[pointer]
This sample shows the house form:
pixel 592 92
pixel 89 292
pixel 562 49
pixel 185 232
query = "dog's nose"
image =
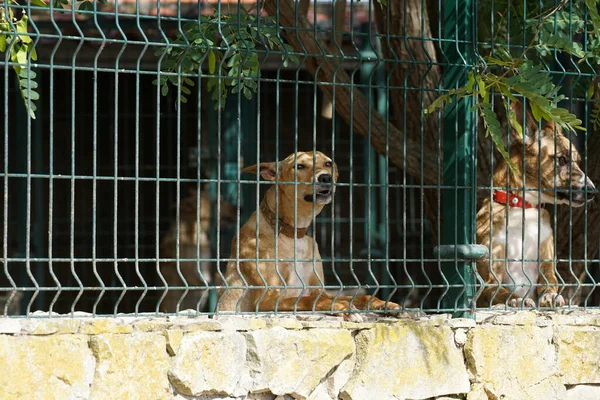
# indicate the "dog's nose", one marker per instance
pixel 591 189
pixel 324 178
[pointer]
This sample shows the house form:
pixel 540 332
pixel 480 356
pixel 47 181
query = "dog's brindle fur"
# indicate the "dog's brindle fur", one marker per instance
pixel 532 224
pixel 266 274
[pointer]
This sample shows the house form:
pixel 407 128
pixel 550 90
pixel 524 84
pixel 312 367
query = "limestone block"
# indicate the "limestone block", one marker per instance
pixel 210 363
pixel 132 366
pixel 98 326
pixel 578 354
pixel 330 388
pixel 412 360
pixel 295 362
pixel 583 392
pixel 514 362
pixel 45 367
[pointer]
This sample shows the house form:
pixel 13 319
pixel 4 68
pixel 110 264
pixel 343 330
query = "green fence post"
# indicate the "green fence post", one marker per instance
pixel 458 195
pixel 231 171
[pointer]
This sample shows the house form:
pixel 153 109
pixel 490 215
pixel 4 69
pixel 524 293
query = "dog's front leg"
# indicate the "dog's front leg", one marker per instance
pixel 547 282
pixel 370 303
pixel 493 293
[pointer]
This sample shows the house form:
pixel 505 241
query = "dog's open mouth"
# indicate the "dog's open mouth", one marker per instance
pixel 323 193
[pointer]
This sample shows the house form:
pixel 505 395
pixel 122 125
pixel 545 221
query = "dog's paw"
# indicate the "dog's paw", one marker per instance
pixel 548 300
pixel 379 305
pixel 526 302
pixel 353 317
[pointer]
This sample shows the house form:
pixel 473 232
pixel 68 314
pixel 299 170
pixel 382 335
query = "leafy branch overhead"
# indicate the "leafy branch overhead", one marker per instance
pixel 228 47
pixel 523 73
pixel 18 45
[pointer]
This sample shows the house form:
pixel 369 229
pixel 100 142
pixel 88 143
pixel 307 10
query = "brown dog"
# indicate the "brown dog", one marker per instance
pixel 517 231
pixel 257 282
pixel 194 243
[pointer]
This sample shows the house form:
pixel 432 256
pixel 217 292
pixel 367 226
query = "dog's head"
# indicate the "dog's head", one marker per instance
pixel 550 158
pixel 320 170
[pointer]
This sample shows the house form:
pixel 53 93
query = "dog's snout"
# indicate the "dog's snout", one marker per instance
pixel 591 190
pixel 324 178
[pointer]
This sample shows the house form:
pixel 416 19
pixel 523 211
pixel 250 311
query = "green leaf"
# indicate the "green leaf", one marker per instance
pixel 31 94
pixel 516 124
pixel 471 82
pixel 22 28
pixel 27 74
pixel 212 61
pixel 247 93
pixel 22 55
pixel 482 89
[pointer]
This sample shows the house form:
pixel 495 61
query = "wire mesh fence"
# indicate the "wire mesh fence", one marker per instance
pixel 128 125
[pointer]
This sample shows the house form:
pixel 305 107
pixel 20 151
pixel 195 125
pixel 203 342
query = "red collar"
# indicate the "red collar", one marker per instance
pixel 512 200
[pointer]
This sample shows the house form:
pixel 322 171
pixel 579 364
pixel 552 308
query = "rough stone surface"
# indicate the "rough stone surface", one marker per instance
pixel 210 363
pixel 514 362
pixel 295 362
pixel 583 392
pixel 53 367
pixel 578 354
pixel 132 366
pixel 501 355
pixel 407 361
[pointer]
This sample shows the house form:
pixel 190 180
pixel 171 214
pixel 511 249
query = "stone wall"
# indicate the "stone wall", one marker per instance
pixel 519 355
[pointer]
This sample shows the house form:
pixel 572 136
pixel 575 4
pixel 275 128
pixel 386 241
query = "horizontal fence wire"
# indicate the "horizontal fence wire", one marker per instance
pixel 129 127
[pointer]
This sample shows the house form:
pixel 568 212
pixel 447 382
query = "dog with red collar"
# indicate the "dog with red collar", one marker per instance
pixel 520 269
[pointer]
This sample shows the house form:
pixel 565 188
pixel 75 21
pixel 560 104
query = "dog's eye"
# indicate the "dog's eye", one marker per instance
pixel 562 161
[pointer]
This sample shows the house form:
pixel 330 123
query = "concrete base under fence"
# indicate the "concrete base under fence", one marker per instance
pixel 502 355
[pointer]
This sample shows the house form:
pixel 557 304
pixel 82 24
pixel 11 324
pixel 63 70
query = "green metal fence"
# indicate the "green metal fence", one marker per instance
pixel 125 191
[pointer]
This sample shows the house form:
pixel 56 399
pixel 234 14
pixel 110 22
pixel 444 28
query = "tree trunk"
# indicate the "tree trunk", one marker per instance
pixel 349 99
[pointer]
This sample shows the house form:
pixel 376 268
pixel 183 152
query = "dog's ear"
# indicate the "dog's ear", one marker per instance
pixel 551 127
pixel 524 130
pixel 267 170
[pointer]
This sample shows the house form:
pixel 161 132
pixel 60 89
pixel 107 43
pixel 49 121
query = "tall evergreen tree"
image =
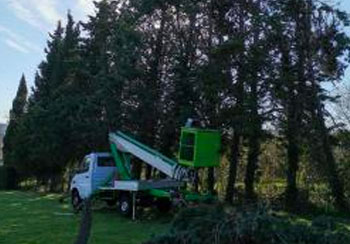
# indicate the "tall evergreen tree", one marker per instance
pixel 16 115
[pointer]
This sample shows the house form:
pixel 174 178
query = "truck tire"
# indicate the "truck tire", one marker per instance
pixel 111 203
pixel 163 205
pixel 77 202
pixel 125 205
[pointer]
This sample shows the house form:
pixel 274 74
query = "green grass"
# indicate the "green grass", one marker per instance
pixel 31 218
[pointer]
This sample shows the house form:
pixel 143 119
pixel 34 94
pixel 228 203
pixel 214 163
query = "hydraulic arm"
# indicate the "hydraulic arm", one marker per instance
pixel 122 146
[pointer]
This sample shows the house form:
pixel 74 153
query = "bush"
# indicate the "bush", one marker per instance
pixel 259 226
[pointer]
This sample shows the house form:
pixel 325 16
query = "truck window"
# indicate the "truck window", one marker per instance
pixel 105 162
pixel 84 166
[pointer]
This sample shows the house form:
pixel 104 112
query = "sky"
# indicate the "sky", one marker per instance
pixel 24 28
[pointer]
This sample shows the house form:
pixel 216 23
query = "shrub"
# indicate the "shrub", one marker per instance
pixel 258 226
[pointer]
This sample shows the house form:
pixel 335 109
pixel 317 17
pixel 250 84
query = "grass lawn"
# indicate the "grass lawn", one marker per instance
pixel 31 218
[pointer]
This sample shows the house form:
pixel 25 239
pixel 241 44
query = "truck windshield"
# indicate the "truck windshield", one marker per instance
pixel 105 162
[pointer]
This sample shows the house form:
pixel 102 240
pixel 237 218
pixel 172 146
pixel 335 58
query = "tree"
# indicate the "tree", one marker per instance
pixel 16 114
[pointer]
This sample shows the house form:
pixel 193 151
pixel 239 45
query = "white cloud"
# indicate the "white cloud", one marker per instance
pixel 20 40
pixel 24 13
pixel 13 44
pixel 48 11
pixel 42 14
pixel 86 6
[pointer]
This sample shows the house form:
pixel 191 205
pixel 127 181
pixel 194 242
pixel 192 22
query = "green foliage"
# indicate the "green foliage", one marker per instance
pixel 8 178
pixel 13 136
pixel 248 68
pixel 28 217
pixel 214 225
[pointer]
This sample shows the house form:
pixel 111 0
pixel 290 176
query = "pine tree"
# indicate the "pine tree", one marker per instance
pixel 16 115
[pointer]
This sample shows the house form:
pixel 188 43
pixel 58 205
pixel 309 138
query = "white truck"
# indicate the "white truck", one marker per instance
pixel 109 175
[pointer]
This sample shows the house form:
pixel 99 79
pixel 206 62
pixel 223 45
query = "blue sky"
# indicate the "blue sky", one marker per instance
pixel 24 28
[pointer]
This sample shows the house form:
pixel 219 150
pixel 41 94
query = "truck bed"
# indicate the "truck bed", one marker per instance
pixel 142 185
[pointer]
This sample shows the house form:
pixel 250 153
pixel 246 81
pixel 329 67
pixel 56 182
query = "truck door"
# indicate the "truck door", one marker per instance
pixel 103 173
pixel 84 178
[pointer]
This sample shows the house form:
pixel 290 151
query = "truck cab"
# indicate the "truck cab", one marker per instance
pixel 94 171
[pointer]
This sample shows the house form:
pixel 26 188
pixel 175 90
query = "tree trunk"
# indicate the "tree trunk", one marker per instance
pixel 252 165
pixel 234 160
pixel 211 180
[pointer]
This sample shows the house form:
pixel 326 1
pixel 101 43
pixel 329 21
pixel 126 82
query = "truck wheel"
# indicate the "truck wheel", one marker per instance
pixel 124 205
pixel 111 203
pixel 163 205
pixel 76 201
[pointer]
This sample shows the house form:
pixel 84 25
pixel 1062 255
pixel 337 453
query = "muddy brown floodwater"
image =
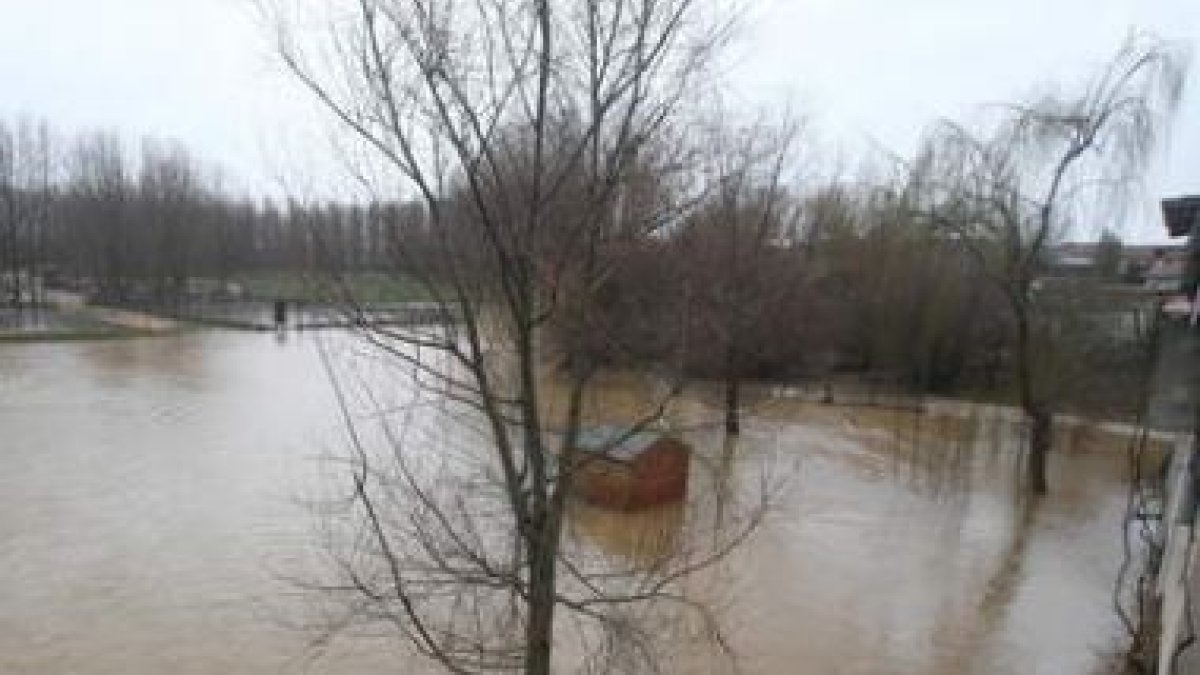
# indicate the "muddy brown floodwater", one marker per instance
pixel 148 511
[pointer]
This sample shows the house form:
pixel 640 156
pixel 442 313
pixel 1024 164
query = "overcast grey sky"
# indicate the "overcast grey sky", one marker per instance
pixel 864 71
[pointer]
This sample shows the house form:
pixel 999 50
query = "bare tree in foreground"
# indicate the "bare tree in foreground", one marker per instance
pixel 1008 193
pixel 523 127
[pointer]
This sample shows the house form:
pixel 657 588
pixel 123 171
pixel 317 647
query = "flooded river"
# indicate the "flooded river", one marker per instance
pixel 148 513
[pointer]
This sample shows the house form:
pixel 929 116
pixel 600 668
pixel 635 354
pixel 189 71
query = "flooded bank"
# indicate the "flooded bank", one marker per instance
pixel 149 509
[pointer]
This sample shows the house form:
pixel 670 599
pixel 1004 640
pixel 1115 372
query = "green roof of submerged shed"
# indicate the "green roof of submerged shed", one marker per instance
pixel 615 442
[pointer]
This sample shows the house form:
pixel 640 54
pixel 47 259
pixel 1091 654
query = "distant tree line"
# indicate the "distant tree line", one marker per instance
pixel 87 213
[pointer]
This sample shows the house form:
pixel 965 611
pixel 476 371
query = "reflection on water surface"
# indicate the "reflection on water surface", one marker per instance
pixel 147 507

§

» Exercise: Exactly the lines from the one containing "pixel 476 371" to the last line of the entries above must be duplicated, with both of those lines included and nothing more.

» Answer space:
pixel 476 371
query = "reflection on water surface"
# indicate the "reflection on water surface", one marker per instance
pixel 147 507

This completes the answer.